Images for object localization
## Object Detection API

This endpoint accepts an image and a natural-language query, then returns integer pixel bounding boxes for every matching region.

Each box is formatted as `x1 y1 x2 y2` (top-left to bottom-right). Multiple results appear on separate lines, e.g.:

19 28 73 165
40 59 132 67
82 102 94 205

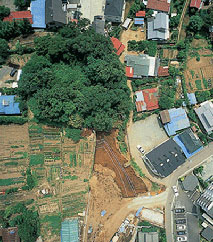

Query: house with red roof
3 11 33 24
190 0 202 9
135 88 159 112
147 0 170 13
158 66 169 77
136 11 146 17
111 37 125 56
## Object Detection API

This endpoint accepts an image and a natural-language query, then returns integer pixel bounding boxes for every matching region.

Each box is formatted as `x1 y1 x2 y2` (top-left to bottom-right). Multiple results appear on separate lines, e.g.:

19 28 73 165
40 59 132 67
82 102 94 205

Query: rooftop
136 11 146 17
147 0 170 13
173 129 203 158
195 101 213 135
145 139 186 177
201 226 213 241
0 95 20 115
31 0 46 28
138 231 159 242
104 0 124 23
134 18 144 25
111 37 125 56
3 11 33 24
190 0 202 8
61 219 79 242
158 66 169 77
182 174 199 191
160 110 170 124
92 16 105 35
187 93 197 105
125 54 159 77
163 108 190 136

▶ **TASK TO COMPLETE**
What the answer needs is every record above, exactly as written, and no pictures.

▶ **ANSWER BOX**
## Object Detection API

This endpoint accepts an image and a natural-language query, then returns integer pixel bounding boxes for every matching region.

Each box is formatted as `x1 y1 x2 y2` (top-left to bottom-right). Multiple results appear on separate lines, e.g.:

19 28 73 165
40 59 132 67
82 102 94 205


Query: house with red roof
3 11 33 24
190 0 202 9
135 88 159 112
147 0 170 13
158 66 169 77
136 11 146 17
111 37 125 56
## Object Detection API

This endpoint accepts an image and a natural-language query, then returns integer pixel bounding boxes for every matching region.

Each box is formatted as `x1 y1 x2 y2` (top-left to bottom-right). Multiple results appear on separate lines, e.g.:

19 28 73 165
40 59 132 67
82 102 94 205

Query: rooftop
136 11 146 17
147 0 170 13
173 129 203 158
195 101 213 135
145 139 186 177
201 226 213 241
0 95 20 115
31 0 46 28
138 231 159 242
104 0 124 23
134 18 144 25
111 37 125 56
3 11 33 24
190 0 202 8
61 219 79 242
158 66 169 77
182 174 199 191
160 110 170 124
92 16 105 35
187 93 197 105
125 54 159 77
163 108 190 136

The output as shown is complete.